* _DIRECTIVE 1_: Pull out each line of the records below that contains the word "placed", matching case exactly.

START SOURCE PASSAGE

Following domain adaptation, feature correspondences were extracted between the CycleGAN-translated images and their corresponding BIM images using the KAZE feature detector. KAZE was selected after preliminary empirical trials indicated that it performs robustly under the nonlinear intensity variations introduced by the style-transfer process. Its nonlinear scale-space construction makes it more resilient to intensity distortions compared to traditional methods [53,54]. While alternative descriptors such as SIFT, ORB, and SURF could also be applied, the objective of this work was to establish a feasible and effective pipeline for drift refinement rather than to conduct a comprehensive comparison of feature extraction algorithms. We acknowledge that KAZE, like all keypoint-based approaches, remains limited in environments with uniformly textured or symmetric surfaces, and this inherent constraint contributed to the set of image pairs for which correspondences could not be reliably established.
To obtain refined camera poses, 2D-3D correspondences derived from the matched keypoints were used as input to a PnP solver, which computes the rotation and translation, aligning the HoloLens camera frame with the BIM coordinate system [55]. The resulting transformation enables accurate projection of BIM-derived 3D points into the corresponding 2D image plane and forms the basis for correcting accumulated drift in the HoloLens trajectory.

END SOURCE PASSAGE

* _DIRECTIVE 2_: Quote the passage above on correcting camera drift, from "To obtain refined" up to and including "the HoloLens trajectory.", word for word.

START ROWS

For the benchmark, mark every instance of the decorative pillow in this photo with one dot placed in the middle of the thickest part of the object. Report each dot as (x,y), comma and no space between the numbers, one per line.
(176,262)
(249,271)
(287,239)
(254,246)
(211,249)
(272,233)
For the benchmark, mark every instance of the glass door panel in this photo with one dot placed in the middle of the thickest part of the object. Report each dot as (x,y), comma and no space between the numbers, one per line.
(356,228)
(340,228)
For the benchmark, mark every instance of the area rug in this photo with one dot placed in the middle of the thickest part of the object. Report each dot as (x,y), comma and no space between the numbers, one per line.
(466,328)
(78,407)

END ROWS
START ROWS

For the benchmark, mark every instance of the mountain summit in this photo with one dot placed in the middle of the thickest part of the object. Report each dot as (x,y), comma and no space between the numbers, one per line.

END ROWS

* _WRITTEN ANSWER 1_:
For the benchmark, mark every instance of the decorative pillow in this photo with one dot placed in the middle of the thickest part of the object. Report each dot as (x,y), comma and no space between the numbers, one per line.
For the benchmark, mark every instance of the glass door panel in this photo with one dot placed in the middle of the thickest part of the object. Report each dot as (x,y), comma and no space between the numbers, one per line.
For the benchmark, mark every instance of the area rug in this photo with one dot placed in the middle of the thickest part of the object. Report each dot as (x,y), comma and no space between the numbers, one per line.
For the benchmark, mark every instance of the mountain summit in this photo with one dot placed in the middle of the thickest part of the object. Report each dot as (x,y), comma and no space between the numbers, one per line.

* _WRITTEN ANSWER 2_:
To obtain refined camera poses, 2D-3D correspondences derived from the matched keypoints were used as input to a PnP solver, which computes the rotation and translation, aligning the HoloLens camera frame with the BIM coordinate system [55]. The resulting transformation enables accurate projection of BIM-derived 3D points into the corresponding 2D image plane and forms the basis for correcting accumulated drift in the HoloLens trajectory.